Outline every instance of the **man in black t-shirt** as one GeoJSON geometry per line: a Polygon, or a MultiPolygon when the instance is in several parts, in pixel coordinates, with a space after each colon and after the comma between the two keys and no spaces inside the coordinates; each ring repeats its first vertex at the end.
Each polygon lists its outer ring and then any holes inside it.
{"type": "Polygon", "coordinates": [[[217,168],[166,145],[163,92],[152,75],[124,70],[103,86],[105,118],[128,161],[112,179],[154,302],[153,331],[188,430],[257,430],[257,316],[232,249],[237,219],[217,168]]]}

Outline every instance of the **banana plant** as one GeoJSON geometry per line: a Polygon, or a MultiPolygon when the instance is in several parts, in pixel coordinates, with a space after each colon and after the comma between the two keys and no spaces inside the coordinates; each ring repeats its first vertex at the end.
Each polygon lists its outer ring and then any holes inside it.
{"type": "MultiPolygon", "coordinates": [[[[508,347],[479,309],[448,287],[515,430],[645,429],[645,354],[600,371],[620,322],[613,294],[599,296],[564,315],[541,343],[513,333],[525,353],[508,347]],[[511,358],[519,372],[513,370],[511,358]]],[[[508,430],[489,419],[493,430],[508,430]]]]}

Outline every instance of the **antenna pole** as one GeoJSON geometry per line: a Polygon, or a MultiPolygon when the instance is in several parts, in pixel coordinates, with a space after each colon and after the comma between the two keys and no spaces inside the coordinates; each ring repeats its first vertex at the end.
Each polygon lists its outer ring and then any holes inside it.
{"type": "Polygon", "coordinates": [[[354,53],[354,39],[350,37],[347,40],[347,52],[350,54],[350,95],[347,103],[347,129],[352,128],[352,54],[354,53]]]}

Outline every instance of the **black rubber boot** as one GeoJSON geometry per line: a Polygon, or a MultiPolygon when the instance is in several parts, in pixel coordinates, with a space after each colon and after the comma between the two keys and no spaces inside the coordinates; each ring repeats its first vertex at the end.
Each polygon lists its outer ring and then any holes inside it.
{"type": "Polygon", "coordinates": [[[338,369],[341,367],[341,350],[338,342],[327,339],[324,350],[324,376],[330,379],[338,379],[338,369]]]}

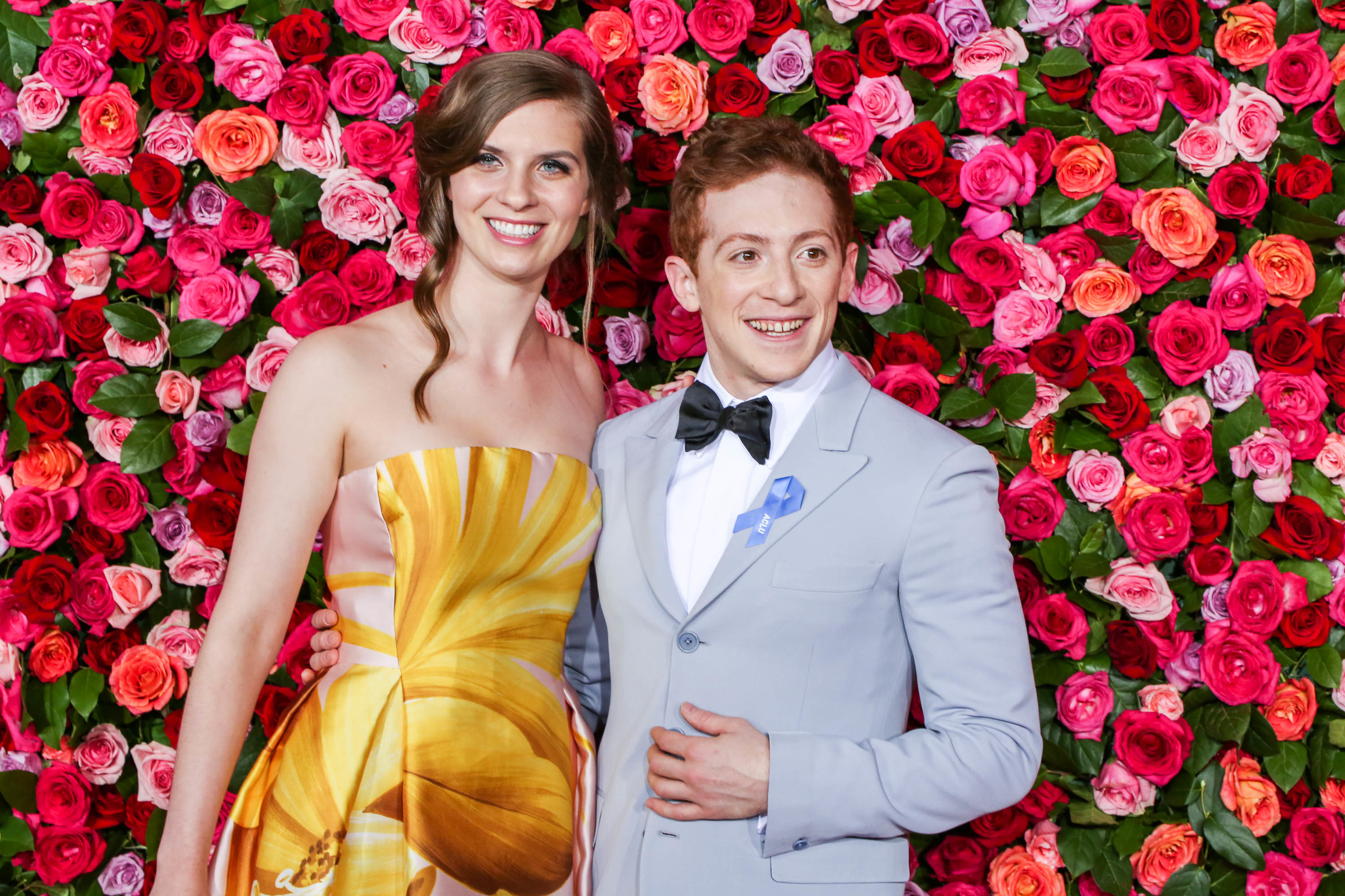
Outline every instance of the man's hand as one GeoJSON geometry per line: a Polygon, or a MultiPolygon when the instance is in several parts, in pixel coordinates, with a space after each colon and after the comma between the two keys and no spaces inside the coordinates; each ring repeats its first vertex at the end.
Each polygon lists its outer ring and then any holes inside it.
{"type": "Polygon", "coordinates": [[[746,719],[718,716],[690,703],[682,704],[682,717],[710,736],[650,731],[654,746],[648,752],[648,782],[662,799],[651,798],[644,805],[674,821],[764,814],[771,740],[746,719]]]}
{"type": "Polygon", "coordinates": [[[313,656],[308,660],[308,665],[312,669],[304,669],[301,684],[308,684],[313,680],[313,674],[319,672],[325,672],[327,669],[336,665],[336,647],[340,646],[340,631],[327,631],[338,622],[340,617],[336,615],[335,610],[319,610],[312,615],[311,619],[317,634],[309,639],[309,645],[313,647],[313,656]]]}

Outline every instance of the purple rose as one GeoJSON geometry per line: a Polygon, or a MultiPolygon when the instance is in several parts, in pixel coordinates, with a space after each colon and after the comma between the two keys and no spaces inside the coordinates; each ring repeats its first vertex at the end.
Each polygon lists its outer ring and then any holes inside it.
{"type": "Polygon", "coordinates": [[[650,325],[638,316],[608,317],[603,329],[607,330],[607,356],[613,364],[629,364],[644,357],[650,347],[650,325]]]}
{"type": "Polygon", "coordinates": [[[1240,349],[1232,349],[1219,364],[1205,371],[1205,395],[1220,411],[1236,411],[1256,388],[1256,361],[1240,349]]]}
{"type": "Polygon", "coordinates": [[[772,93],[794,93],[812,74],[812,43],[795,28],[776,38],[757,63],[757,78],[772,93]]]}

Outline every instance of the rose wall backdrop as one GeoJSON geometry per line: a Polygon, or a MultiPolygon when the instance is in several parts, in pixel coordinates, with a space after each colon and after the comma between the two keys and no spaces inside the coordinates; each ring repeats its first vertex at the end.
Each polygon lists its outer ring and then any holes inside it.
{"type": "MultiPolygon", "coordinates": [[[[851,172],[838,345],[1002,465],[1044,768],[917,837],[919,884],[1345,895],[1345,3],[1314,1],[0,3],[0,892],[148,889],[266,388],[410,297],[417,106],[545,47],[629,159],[612,415],[703,352],[662,282],[679,148],[788,114],[851,172]]],[[[557,265],[549,329],[584,282],[557,265]]]]}

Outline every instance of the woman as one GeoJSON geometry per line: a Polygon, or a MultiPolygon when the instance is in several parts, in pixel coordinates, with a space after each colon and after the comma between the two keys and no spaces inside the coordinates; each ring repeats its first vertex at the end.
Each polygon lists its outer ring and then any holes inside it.
{"type": "Polygon", "coordinates": [[[578,458],[603,386],[534,306],[581,223],[593,270],[611,118],[558,56],[487,55],[417,117],[416,156],[434,258],[414,301],[313,333],[266,398],[155,896],[588,889],[592,739],[561,656],[599,528],[578,458]],[[207,876],[320,524],[355,647],[280,723],[207,876]]]}

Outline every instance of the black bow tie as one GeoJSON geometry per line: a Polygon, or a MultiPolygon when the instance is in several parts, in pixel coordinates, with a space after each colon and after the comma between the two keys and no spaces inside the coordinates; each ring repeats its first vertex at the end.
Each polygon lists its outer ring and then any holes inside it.
{"type": "Polygon", "coordinates": [[[677,437],[687,451],[703,449],[722,430],[737,433],[752,459],[765,463],[771,454],[771,399],[761,395],[751,402],[724,407],[705,383],[691,383],[682,398],[677,437]]]}

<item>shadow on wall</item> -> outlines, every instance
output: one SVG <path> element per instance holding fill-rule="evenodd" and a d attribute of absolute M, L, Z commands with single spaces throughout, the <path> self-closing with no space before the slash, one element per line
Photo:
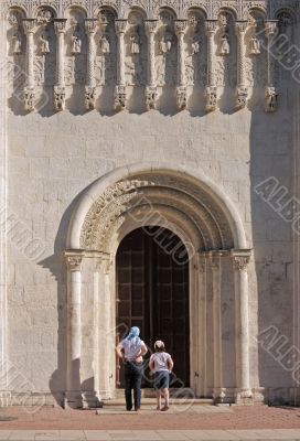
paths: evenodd
<path fill-rule="evenodd" d="M 67 286 L 66 270 L 62 254 L 65 251 L 65 240 L 72 213 L 81 198 L 82 194 L 66 208 L 54 243 L 54 254 L 39 262 L 43 268 L 47 268 L 57 281 L 57 369 L 52 374 L 49 387 L 58 406 L 64 406 L 66 390 L 66 369 L 67 369 Z M 79 361 L 75 361 L 73 373 L 79 378 Z M 83 385 L 84 386 L 84 385 Z M 85 390 L 84 388 L 82 390 Z"/>
<path fill-rule="evenodd" d="M 271 389 L 264 391 L 266 401 L 292 404 L 288 391 L 294 386 L 292 372 L 283 366 L 281 358 L 293 344 L 293 239 L 291 223 L 280 215 L 280 205 L 297 196 L 291 173 L 294 161 L 291 121 L 293 90 L 299 90 L 299 85 L 290 72 L 279 66 L 276 72 L 277 87 L 280 85 L 278 110 L 268 114 L 256 109 L 250 129 L 250 218 L 257 278 L 250 281 L 250 287 L 255 292 L 257 283 L 257 300 L 250 290 L 249 301 L 251 310 L 257 306 L 258 311 L 258 327 L 251 329 L 250 335 L 255 338 L 253 347 L 258 346 L 258 386 Z M 280 191 L 276 196 L 279 187 L 286 195 Z"/>

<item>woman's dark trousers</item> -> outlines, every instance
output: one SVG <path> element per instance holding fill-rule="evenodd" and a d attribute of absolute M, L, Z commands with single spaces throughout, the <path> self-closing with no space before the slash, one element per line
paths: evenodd
<path fill-rule="evenodd" d="M 132 409 L 132 395 L 131 390 L 133 389 L 133 398 L 135 398 L 135 409 L 140 408 L 140 399 L 141 399 L 141 379 L 143 375 L 143 365 L 142 363 L 137 364 L 132 362 L 126 362 L 125 364 L 125 399 L 126 399 L 126 409 Z"/>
*-*-*
**Problem to solve**
Look above for the line containing "<item>woman's dark trousers</item>", then transcribe it and all lines after it through the last, exactly and with nothing else.

**Answer**
<item>woman's dark trousers</item> -> outlines, every instance
output: one SVG <path> element per instance holding fill-rule="evenodd" and a d attribute of absolute M, L, Z commands with single spaces throughout, the <path> self-closing with no space before the slash, one element per line
paths: evenodd
<path fill-rule="evenodd" d="M 132 409 L 132 395 L 131 390 L 133 389 L 133 398 L 135 398 L 135 409 L 140 408 L 140 399 L 141 399 L 141 379 L 143 375 L 143 365 L 142 363 L 137 364 L 132 362 L 126 362 L 125 364 L 125 399 L 126 399 L 126 409 Z"/>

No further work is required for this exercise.